▸ EXERCISE GOAL
Transcribe the tail of the listing: start at the line containing "Target: cat's whisker" and stop after the last line, keeping every character as is and adding nothing.

▸ THE DATA
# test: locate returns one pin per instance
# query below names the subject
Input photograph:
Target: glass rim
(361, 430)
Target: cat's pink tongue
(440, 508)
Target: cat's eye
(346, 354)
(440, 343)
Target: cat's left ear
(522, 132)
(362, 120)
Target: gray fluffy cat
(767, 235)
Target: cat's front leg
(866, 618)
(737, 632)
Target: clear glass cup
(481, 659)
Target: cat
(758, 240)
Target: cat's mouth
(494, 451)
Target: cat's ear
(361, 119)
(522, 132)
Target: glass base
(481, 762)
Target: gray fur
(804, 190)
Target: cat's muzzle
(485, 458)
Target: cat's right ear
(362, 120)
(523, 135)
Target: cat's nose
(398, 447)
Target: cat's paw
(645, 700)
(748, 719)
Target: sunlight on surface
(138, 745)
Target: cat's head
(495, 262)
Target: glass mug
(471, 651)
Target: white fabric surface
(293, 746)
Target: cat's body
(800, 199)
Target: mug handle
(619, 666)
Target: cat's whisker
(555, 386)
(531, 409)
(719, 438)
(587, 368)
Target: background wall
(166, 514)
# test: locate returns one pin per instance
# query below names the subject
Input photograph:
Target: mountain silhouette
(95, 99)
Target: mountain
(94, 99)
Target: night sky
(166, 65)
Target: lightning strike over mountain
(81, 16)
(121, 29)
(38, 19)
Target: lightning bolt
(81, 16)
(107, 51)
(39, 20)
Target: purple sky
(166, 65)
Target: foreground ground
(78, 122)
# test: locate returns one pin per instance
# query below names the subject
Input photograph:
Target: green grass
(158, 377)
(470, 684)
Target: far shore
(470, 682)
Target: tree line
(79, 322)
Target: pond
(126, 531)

▸ EXERCISE ANSWER
Target: cat's whisker
(555, 386)
(531, 409)
(719, 438)
(587, 368)
Target: background wall
(166, 514)
# test: locate returns one pin per instance
# query below names the subject
Input photograph:
Target: mountain silhouette
(95, 99)
Target: mountain
(94, 99)
Target: night sky
(166, 65)
Target: lightning strike over mountain
(81, 16)
(121, 29)
(38, 19)
Target: lightning bolt
(81, 16)
(107, 51)
(39, 20)
Target: purple sky
(166, 65)
Target: foreground ground
(78, 122)
# test: locate returns one pin per instance
# query below names the subject
Input photograph:
Target: green grass
(158, 377)
(470, 684)
Target: far shore
(470, 682)
Target: tree line
(79, 322)
Target: pond
(126, 531)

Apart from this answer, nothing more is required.